=== TEXTO DEL DOCUMENTO ===

El Credo II (Respuestas XVII)

    3. Además de ser rezado en la Misa los domingos y solemnidades, el Credo aparece en la liturgia en otros momentos.

      a) Catecumenado y Bautismo

     En primer lugar, como ya apuntábamos y es obvio, en el catecumenado y en la liturgia del Gran Sacramento de la Iniciación cristiana.

    Los catecúmenos, ya “elegidos” para vivir los sacramentos, viven esa Cuaresma previa como un “tiempo de purificación e iluminación” con diversos ritos, entre ellos la entrega del Símbolo: “en el Símbolo, en el que se recuerdan las grandezas y maravillas de Dios para la salvación de los hombres, se inundan de fe y de gozo los ojos de los elegidos” (RICA 25). El Símbolo se les entrega a lo largo de la III semana de Cuaresma (cf. RICA 53) y lo devolverán, es decir, lo recitarán en los ritos previos que tienen lugar la mañana misma del Sábado Santo, preparándose para la Vigilia pascual (RICA 54).

    Así se desarrolla el rito de la entrega del Credo. El diácono los invita a acercarse: “Acérquense los elegidos, para recibir de la Iglesia el Símbolo de la fe”, y el celebrante se dirige a ellos diciéndole: “Queridos hermanos, escuchad las palabras de la fe, por la cual recibiréis la justificación. Las palabras son pocas, pero contienen grandes misterios. Recibidlas y guardadlas con sencillez de corazón” (RICA 186). Comienza a recitar el Credo y todos los fieles presentes se unen a continuación.

   En la mañana del Sábado Santo tienen lugar los ritos para la preparación inmediata al Bautismo. Antes de ser bautizados, han de profesar la fe los catecúmenos. “Con los ritos de la renuncia y de la profesión de fe, el mismo misterio pascual, conmemorado al bendecir el agua y evocado brevemente por el celebrante en las palabras del Bautismo, es confesado por la fe ardiente de los que van a ser bautizados. Porque los adultos no se salvan, sino acercándose por propia voluntad al Bautismo y queriendo recibir el don de Dios, mediante su fe. Pues la fe, cuyo sacramento reciben, no es sólo propia de la Iglesia, sino también de ellos, y se espera que sea activa y operante en ellos” (RICA 30).

    El celebrante reza primero por los elegidos: “Te rogamos, Señor, que concedas a nuestros elegidos, que han recibido la fórmula que resume el designio de tu caridad y los misterios de la vida de Cristo, que sea una misma la fe que confiesan los labios y profesa el corazón, y así cumplan con las obras tu voluntad. Por Jesucristo nuestro Señor” (RICA 198). Inmediatamente todos los elegidos recitan el Credo.

     Ya en la noche santa de la Pascua, inmediatamente antes de ser bautizados, son interrogados para que profesen la fe (“Sí, creo”), uno a uno, o por grupos, o si son muchos, todos a la vez (RICA 219).

=== INFORMACIÓN PROPORCIONADA ===

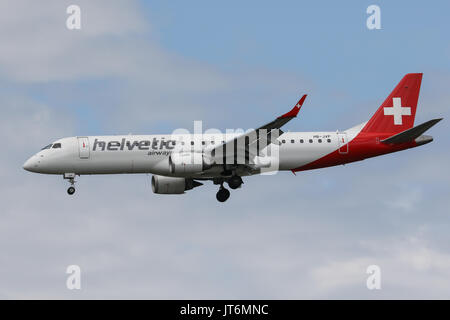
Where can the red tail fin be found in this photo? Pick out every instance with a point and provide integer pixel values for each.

===

#### EJERCICIO PLANTEADO 1
Responde según el texto sobre el Credo:
(a) ¿Quién invita a los elegidos a acercarse para recibir el Símbolo de la fe?
(b) ¿En qué semana de Cuaresma se entrega el Símbolo a los elegidos?
(c) ¿Qué dicen los elegidos cuando, en la noche santa de la Pascua, son interrogados para que profesen la fe?
#### EJERCICIO PLANTEADO 2
Cita del texto sobre el Credo el fragmento que empieza en las palabras "a) Catecumenado y" y termina después de "pascual (RICA 54).".
#### EJERCICIO PLANTEADO 3
Prolonga el texto sobre el Credo en la liturgia a partir de donde termina.
Este material procede de otra fuente.

#### RESPUESTA CORRECTA 1
(a) El diácono.
(b) En la III semana de Cuaresma.
(c) «Sí, creo».

#### RESPUESTA CORRECTA 2
a) Catecumenado y Bautismo

     En primer lugar, como ya apuntábamos y es obvio, en el catecumenado y en la liturgia del Gran Sacramento de la Iniciación cristiana.

    Los catecúmenos, ya “elegidos” para vivir los sacramentos, viven esa Cuaresma previa como un “tiempo de purificación e iluminación” con diversos ritos, entre ellos la entrega del Símbolo: “en el Símbolo, en el que se recuerdan las grandezas y maravillas de Dios para la salvación de los hombres, se inundan de fe y de gozo los ojos de los elegidos” (RICA 25). El Símbolo se les entrega a lo largo de la III semana de Cuaresma (cf. RICA 53) y lo devolverán, es decir, lo recitarán en los ritos previos que tienen lugar la mañana misma del Sábado Santo, preparándose para la Vigilia pascual (RICA 54).

#### RESPUESTA CORRECTA 3
    Igualmente, en el rito del bautismo de niños, a los padres y padrinos se les pide la profesión de fe en nombre del niño, prometiendo por tanto educarlo en la fe “para que esta vida divina quede preservada del pecado y crezca en él de día en día”, por eso, “recordando vuestro propio bautismo, renunciad al pecado y confesad vuestra fe en Cristo Jesús, que es la fe de la Iglesia, en la que van a ser bautizados vuestros hijos” (RBN 124).

            b) Sacramento de la Crismación-Confirmación

      En segundo lugar, al revisar en la última reforma litúrgica el rito del sacramento de la Confirmación, se vio conveniente destacar su unidad con el Bautismo, formando así una etapa sacramental dentro de la Iniciación cristiana.

    Para ello, y con este fin, delante del Obispo, aquellos que van a ser crismados, después de la homilía renovarán sus promesas bautismales. Es un requisito incluso: “si el fiel tiene ya uso de razón, se requiere que esté en estado de gracia, convenientemente instruido y dispuesto a renovar las promesas bautismales” (RC 12). Por su parte el Catecismo explica el porqué de esta renovación de la fe: “Cuando la Confirmación se celebra separadamente del Bautismo, como es el caso en el rito romano, la liturgia del sacramento comienza con la renovación de las promesas del Bautismo y la profesión de fe de los confirmandos. Así aparece claramente que la Confirmación constituye una prolongación del Bautismo” (CAT 1298).

     El Obispo, al concluir la homilía, prepara a los confirmandos “con estas o parecidas palabras, que destacan la relación del Bautismo con la Confirmación” (RC 27):

     “Y ahora, antes de recibir el don del Espíritu Santo, conviene que renovéis ante mí, pastor de la Iglesia, y ante los fieles aquí reunidos, testigos de vuestro compromiso, la fe que vuestros padres y padrinos, en unión de toda la Iglesia, profesaron el día de vuestro bautismo”.

    Renuncian a Satanás, a sus obras y seducciones (: “sí, renuncio”) y responden: “sí, creo”, al Credo que el obispo les pregunta.

            c) El Viático

    En tercer lugar, en el rito del Viático. El moribundo va a comulgar por última vez para que la comunión eucarística le ayude en este último camino, en este tránsito, y se una a su Señor en la muerte para vivir en Él y con Él el misterio pascual.

      Después de una lectura breve de la Palabra de Dios, “conviene también que, antes de recibir el Viático, el enfermo renueve la profesión de fe bautismal. Para ello, el sacerdote, después de crear con palabras adecuadas un ambiente propicio, preguntará al enfermo…” (RU 188) y se realiza el Credo en forma de preguntas y respuesta del fiel. Y es que “conviene, además, que el fiel, durante la celebración del Viático, renueve la fe de su Bautismo, con el que recibió su condición de hijo de Dios y se hizo coheredero de la promesa de la vida eterna” (RU 28).

    En el Bautismo profesó la fe cristiana; vivió su vida a la luz de la fe y dando testimonio de ella; cada domingo la confesó recitando en la Misa el Credo y ahora, al final, sella su vida entera profesando la fe y aguardando encontrarse para siempre con Aquél en quien creyó, esperó y amó.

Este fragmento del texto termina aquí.